Stored records
=== Begin Enclosure ===

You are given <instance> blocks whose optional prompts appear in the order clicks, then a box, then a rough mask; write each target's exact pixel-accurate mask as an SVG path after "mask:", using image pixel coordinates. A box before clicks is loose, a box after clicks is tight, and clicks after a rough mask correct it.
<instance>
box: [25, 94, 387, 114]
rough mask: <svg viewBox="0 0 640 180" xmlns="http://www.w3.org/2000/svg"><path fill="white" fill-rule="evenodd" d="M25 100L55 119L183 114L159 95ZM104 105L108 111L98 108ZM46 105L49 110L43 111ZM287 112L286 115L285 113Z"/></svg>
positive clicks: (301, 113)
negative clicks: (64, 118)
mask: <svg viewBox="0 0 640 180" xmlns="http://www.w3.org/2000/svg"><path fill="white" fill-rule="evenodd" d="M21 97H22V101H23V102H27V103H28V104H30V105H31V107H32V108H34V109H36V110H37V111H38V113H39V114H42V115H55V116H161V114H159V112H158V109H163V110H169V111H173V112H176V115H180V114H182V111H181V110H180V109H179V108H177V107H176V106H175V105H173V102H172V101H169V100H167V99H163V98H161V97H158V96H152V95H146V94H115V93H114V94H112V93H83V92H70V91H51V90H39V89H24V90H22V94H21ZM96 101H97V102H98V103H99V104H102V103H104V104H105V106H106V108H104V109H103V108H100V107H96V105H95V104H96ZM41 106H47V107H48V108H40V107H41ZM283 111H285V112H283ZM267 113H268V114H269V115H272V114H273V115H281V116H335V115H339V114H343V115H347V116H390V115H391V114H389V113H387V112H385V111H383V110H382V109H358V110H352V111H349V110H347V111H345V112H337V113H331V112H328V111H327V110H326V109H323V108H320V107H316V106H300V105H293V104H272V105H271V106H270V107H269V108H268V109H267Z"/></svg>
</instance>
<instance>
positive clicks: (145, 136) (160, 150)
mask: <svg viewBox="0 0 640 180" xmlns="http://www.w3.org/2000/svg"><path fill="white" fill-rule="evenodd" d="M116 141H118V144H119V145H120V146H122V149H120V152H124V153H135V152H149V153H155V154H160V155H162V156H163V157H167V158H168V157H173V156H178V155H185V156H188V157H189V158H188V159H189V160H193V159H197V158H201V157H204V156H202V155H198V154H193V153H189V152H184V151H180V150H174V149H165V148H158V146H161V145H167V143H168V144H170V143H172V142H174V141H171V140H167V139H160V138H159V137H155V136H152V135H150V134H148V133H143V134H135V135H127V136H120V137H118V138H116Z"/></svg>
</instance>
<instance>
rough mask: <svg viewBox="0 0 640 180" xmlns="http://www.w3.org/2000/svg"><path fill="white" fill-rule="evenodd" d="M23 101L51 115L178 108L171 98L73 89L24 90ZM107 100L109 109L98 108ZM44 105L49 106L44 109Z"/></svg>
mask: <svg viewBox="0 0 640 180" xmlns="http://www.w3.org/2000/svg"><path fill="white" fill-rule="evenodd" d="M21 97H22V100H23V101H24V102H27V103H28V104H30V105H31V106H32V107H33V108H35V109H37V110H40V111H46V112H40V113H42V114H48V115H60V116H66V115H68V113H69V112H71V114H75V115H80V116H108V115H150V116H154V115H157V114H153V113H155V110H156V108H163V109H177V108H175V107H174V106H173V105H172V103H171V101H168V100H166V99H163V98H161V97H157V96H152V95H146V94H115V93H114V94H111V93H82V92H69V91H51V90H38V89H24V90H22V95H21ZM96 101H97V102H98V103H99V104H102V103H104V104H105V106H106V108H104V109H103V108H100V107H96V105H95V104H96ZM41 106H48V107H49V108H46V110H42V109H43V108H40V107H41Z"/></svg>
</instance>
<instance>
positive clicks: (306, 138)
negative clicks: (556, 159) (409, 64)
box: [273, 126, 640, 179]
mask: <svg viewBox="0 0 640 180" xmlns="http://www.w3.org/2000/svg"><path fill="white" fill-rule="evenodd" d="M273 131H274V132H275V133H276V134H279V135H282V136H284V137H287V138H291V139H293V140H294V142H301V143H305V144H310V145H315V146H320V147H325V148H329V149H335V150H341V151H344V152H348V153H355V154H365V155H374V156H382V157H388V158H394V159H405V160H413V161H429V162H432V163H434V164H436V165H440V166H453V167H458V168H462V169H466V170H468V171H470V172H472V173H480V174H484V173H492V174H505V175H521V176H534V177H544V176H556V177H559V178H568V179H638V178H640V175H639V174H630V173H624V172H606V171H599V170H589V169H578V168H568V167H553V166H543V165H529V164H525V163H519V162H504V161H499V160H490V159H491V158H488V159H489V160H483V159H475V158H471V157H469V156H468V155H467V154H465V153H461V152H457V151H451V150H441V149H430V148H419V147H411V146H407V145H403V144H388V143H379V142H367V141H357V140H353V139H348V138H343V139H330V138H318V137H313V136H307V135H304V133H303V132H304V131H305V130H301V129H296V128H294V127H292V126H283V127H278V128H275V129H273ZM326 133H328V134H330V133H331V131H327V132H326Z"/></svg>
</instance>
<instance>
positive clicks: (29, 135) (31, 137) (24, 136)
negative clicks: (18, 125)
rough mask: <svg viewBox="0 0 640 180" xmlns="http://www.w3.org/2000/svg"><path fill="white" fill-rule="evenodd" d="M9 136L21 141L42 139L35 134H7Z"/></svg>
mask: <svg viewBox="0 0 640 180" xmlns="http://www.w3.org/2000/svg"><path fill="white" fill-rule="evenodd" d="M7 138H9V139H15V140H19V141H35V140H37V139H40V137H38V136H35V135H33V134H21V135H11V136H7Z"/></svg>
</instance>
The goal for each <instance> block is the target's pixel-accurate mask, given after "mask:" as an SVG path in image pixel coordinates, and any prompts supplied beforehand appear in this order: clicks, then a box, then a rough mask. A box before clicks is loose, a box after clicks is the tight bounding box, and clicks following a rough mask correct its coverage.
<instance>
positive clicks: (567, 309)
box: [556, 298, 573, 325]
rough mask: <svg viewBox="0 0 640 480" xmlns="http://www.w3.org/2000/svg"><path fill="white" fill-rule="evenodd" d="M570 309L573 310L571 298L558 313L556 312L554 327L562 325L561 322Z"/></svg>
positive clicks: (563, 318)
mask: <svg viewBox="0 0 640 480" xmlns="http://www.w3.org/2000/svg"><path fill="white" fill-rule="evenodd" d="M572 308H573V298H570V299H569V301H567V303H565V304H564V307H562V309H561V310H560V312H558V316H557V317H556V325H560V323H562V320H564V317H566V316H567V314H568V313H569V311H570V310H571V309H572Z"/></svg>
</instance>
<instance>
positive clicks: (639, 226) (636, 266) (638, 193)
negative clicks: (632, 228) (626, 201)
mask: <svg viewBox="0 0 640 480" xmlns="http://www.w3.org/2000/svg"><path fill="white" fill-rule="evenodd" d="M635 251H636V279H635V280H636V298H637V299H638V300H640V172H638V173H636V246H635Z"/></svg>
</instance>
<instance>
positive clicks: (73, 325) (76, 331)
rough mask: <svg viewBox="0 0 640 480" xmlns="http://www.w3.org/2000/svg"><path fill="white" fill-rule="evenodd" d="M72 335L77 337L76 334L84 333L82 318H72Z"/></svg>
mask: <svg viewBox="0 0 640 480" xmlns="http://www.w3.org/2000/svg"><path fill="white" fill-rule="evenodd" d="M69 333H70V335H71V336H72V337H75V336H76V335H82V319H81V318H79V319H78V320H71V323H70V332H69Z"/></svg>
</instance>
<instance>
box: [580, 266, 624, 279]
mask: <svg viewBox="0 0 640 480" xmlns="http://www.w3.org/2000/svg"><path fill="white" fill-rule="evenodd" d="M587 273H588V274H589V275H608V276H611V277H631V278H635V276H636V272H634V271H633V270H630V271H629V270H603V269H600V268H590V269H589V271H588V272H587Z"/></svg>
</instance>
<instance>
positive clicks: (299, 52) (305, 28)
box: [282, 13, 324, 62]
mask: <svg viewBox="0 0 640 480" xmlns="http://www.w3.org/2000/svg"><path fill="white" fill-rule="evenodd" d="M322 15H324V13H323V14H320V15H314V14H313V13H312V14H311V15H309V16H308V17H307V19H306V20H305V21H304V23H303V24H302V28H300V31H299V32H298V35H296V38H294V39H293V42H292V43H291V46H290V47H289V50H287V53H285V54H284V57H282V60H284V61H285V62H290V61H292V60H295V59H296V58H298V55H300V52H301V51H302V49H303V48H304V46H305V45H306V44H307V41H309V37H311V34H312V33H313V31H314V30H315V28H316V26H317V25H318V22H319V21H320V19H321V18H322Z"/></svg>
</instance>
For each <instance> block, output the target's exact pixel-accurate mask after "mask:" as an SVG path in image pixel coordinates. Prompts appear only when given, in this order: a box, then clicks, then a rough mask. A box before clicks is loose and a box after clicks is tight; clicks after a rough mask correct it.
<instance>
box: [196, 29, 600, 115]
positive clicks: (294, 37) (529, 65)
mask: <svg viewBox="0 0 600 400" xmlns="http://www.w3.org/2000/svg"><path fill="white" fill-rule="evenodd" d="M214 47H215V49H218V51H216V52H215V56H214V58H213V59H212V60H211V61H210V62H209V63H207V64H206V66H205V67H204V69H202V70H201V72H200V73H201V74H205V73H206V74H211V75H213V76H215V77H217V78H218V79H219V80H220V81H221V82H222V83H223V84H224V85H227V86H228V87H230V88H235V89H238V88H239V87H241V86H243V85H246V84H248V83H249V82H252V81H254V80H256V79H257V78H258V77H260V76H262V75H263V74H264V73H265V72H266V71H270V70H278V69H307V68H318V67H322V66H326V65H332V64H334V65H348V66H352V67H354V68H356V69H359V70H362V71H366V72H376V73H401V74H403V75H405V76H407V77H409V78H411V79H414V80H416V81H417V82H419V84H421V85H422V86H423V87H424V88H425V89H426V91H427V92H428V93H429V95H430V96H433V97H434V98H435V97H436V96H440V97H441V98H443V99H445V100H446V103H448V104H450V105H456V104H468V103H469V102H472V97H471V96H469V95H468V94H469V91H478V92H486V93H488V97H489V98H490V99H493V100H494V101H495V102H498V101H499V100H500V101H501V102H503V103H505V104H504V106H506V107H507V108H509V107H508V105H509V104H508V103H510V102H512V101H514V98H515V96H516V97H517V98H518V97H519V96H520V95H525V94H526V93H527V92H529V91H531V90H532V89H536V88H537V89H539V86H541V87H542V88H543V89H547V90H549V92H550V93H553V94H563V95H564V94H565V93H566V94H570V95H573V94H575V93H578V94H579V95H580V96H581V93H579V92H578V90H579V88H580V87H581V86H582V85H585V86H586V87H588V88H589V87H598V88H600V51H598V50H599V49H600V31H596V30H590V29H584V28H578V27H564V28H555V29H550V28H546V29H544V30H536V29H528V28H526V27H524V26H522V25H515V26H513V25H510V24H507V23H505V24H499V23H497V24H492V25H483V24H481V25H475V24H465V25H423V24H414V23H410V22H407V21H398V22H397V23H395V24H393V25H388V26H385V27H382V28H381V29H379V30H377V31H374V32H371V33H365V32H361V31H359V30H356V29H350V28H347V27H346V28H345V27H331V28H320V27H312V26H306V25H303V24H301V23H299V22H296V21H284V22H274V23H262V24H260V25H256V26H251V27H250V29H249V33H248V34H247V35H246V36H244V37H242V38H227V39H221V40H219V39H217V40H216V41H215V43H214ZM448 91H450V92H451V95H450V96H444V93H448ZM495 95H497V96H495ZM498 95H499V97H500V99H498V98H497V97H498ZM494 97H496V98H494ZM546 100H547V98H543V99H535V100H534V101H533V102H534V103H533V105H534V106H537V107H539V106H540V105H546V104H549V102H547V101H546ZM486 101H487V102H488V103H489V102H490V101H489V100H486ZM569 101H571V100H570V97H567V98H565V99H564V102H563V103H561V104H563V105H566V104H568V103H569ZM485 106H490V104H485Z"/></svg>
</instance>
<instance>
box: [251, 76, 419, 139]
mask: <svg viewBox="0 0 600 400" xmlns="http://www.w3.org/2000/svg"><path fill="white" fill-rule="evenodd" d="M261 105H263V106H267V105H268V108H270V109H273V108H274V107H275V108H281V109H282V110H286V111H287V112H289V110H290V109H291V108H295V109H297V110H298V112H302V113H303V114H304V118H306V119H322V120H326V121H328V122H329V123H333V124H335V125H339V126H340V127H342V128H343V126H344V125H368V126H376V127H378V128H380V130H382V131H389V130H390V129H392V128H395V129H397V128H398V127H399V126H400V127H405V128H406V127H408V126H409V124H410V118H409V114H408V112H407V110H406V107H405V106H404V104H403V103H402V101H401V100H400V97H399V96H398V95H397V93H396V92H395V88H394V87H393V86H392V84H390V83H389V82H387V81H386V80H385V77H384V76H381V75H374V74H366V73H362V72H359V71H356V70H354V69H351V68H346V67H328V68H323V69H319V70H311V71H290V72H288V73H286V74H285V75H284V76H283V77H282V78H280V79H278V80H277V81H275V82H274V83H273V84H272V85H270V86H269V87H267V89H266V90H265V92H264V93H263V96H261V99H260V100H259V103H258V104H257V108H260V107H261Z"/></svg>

=== End Enclosure ===

- [Brief] Format the material above as a JSON list of strings, one string per line and blank lines left out. Begin with its first line and stop after the line that has "positive clicks: (301, 113)".

- [Response area]
[
  "You are given <instance> blocks whose optional prompts appear in the order clicks, then a box, then a rough mask; write each target's exact pixel-accurate mask as an SVG path after \"mask:\", using image pixel coordinates. A box before clicks is loose, a box after clicks is tight, and clicks after a rough mask correct it.",
  "<instance>",
  "box: [25, 94, 387, 114]",
  "rough mask: <svg viewBox=\"0 0 640 180\" xmlns=\"http://www.w3.org/2000/svg\"><path fill=\"white\" fill-rule=\"evenodd\" d=\"M25 100L55 119L183 114L159 95ZM104 105L108 111L98 108ZM46 105L49 110L43 111ZM287 112L286 115L285 113Z\"/></svg>",
  "positive clicks: (301, 113)"
]